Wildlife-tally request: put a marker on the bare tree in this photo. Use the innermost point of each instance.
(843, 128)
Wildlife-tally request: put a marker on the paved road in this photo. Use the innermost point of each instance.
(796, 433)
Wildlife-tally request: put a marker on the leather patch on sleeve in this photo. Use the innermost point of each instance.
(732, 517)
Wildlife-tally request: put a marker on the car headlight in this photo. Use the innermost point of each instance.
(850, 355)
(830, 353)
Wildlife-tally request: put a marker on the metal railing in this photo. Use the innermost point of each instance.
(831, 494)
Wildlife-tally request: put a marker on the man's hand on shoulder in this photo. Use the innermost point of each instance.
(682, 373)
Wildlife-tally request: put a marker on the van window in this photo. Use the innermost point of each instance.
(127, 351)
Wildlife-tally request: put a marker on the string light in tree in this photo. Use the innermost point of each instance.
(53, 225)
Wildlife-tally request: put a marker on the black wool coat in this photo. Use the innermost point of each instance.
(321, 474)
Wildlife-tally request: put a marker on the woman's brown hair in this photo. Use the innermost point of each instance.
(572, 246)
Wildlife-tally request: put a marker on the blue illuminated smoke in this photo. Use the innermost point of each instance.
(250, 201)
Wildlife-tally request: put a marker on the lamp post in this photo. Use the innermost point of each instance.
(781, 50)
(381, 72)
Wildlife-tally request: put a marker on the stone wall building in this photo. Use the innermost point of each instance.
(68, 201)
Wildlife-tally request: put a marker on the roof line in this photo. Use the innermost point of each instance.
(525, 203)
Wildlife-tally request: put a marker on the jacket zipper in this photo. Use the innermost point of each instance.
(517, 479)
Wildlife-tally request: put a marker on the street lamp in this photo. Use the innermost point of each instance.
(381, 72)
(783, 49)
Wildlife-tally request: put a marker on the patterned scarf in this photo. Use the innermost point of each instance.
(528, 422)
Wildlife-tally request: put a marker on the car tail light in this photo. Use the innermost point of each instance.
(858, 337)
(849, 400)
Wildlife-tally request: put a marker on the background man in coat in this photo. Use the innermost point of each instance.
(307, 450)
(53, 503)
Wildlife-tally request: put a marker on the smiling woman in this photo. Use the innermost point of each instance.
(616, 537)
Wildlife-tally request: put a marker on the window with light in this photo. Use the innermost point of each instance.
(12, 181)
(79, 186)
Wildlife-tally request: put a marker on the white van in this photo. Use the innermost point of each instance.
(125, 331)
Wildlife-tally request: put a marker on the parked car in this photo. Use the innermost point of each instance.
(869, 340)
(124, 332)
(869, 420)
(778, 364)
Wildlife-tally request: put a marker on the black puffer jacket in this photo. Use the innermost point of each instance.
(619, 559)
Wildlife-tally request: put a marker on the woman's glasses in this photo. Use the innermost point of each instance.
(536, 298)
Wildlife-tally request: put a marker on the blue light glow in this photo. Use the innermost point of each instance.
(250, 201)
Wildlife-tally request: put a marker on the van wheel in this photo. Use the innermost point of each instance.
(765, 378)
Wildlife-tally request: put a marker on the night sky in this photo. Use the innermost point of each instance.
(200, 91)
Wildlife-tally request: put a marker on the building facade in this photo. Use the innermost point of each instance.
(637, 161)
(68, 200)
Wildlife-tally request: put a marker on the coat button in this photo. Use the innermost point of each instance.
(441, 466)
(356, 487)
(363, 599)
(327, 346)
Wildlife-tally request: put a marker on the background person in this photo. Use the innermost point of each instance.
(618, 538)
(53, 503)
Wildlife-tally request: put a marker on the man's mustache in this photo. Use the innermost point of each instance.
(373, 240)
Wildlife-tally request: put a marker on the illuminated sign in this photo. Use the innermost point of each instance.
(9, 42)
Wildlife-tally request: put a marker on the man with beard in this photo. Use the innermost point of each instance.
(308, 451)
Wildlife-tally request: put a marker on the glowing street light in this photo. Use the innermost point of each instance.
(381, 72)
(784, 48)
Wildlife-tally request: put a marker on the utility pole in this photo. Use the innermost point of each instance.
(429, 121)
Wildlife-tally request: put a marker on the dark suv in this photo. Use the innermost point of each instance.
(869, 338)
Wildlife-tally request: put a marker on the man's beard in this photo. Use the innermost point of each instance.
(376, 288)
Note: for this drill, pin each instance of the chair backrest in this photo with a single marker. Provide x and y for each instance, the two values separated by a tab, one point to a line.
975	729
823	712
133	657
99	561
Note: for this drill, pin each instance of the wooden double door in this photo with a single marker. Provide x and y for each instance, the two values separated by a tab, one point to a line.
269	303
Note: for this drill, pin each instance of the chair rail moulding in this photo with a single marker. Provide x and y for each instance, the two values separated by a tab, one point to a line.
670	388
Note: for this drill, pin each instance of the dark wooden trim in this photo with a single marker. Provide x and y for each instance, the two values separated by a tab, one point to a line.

**Given exercise**: Please repeat all the records above exactly as they appear.

**Result for this exercise**:
Wildlife-tally request: put a marker on the bare tree in this photo. Use the innermost point of each instance.
(843, 128)
Wildlife-tally request: put a marker on the paved road in this photo. Use the innermost point of each instance.
(796, 433)
Wildlife-tally request: put a marker on the leather patch on sleeve in this photo. Use the innermost point of each instance.
(732, 517)
Wildlife-tally request: put a marker on the car headlight in this photo. Use the innermost point of each instance.
(850, 355)
(830, 353)
Wildlife-tally request: put a marker on the metal railing in this photo. Use the innermost point of each instance.
(831, 494)
Wildlife-tally request: put a marker on the man's hand on shoulder in this photo. Use the innermost point of each instance.
(682, 373)
Wildlife-tally request: put a marker on the van window in this photo. Use the innermost point of each instance.
(127, 351)
Wildlife-tally request: put a marker on the string light in tree in this photo. Use the innermost point of each instance.
(53, 225)
Wildlife-tally request: put a marker on the black wool coat in this photo. Use the innermost point of each instance.
(321, 474)
Wildlife-tally request: put a marker on the woman's brown hair in this photo. Use the innermost point of each instance.
(572, 246)
Wildlife-tally request: put a marker on the blue illuminated smoke in this photo. Use the innermost point of each instance.
(250, 201)
Wildlife-tally request: put a marker on the lamp post in this photo. Use the innermost point of each instance.
(781, 50)
(381, 72)
Wildlife-tally request: put a marker on the stone wall building in this photo. Use the innermost point of each instance.
(68, 201)
Wildlife-tally request: put a marker on the roof line in this photo. Use the innermost point of each instance.
(525, 203)
Wildlife-tally request: put a marker on the jacket zipper in this photo. Use the innermost point of each instance.
(517, 479)
Wildlife-tally request: put a marker on the street lamp in this photo. Use the innermost point of each instance.
(381, 72)
(783, 49)
Wildlife-tally request: put a marker on the patterned scarf in this photo. Use the innermost point of each instance.
(528, 422)
Wildlife-tally request: put a marker on the car tail light in this photo. Use the innermost point of each instance.
(858, 337)
(849, 400)
Wildlife-tally request: put a marker on the background man in coat in this photo. Use the innermost point of each instance.
(307, 450)
(53, 503)
Wildlife-tally request: put a marker on the smiling woman in this photo. Use the innermost point of each instance.
(616, 537)
Wildlife-tally request: put a marker on the window with light in this photo. Use the innermost point of each instance.
(12, 181)
(79, 186)
Wildlife-tally request: put a marker on the white van in this photo. Use the innermost point of each instance.
(125, 331)
Wildlife-tally request: put a marker on the parked car in this photo. Use the innermost point of each instance.
(869, 340)
(124, 332)
(869, 420)
(778, 364)
Wildlife-tally request: put a marker on the black puffer jacket in this photo. Use the innermost point of each instance.
(619, 559)
Wildlife-tally request: put a marker on the woman's glasses in this photo. Use the innermost point of each instance.
(536, 298)
Wildlife-tally request: put a marker on the blue light glow in this photo. Use the innermost point of each instance.
(250, 201)
Wildlife-tally request: put a marker on the van wheel in this photo. Use the innermost point of each instance.
(765, 378)
Wildlife-tally request: put a marker on the night sky in this photo. Use the innermost point of each instance.
(200, 91)
Wildlife-tally request: put a marker on the building facade in this photo. Use the innermost point of each instance.
(637, 161)
(68, 200)
Wildlife-tally request: put a marker on the coat button in this photo. Use the innermost point of each instance.
(441, 466)
(356, 487)
(363, 599)
(327, 346)
Wildlife-tally request: put a marker on the background person in this photo. Use the innermost point of each instance.
(618, 538)
(53, 503)
Wildlife-tally request: put a marker on the man's mustache in this photo. Use the innermost point of each instance.
(373, 240)
Wildlife-tally request: put a marker on the illuminated sign in this photo. Use the innermost point of each instance.
(9, 42)
Wildlife-tally request: put a marker on the man with beard in this photo. Use the innermost point of each instance.
(308, 451)
Wildlife-tally request: put a marker on the glowing street light in this photo. Use the innermost point of each instance.
(381, 72)
(784, 48)
Wildlife-tally request: put a marker on the utility pole in this photo. Use the innermost point of each instance.
(429, 121)
Wildlife-tally request: put a marker on the dark suv in this photo. Use the innermost point of each instance.
(869, 338)
Wildlife-tally request: put a marker on the man's beard in this photo. Use the innermost point of each instance.
(376, 288)
Note: for this drill, pin each instance of the chair backrest in this photo with a single marker. Provide x and y for each instance, the two values separated by a tab, one point to a line.
975	729
823	712
133	657
99	561
Note: for this drill, pin each instance of the wooden double door in this photo with a single marker. Provide x and y for each instance, the two values separated by a tab, one point to a line.
269	303
Note: for this drill, pin each instance of the chair rail moulding in this photo with a single marker. Provide x and y for each instance, the two values separated by a tab, one point to a line.
670	388
Note: for this drill, pin each instance of the dark wooden trim in this photo with a single marker. Provide x and y for each instance, the two values separated by a tab, one point to a line.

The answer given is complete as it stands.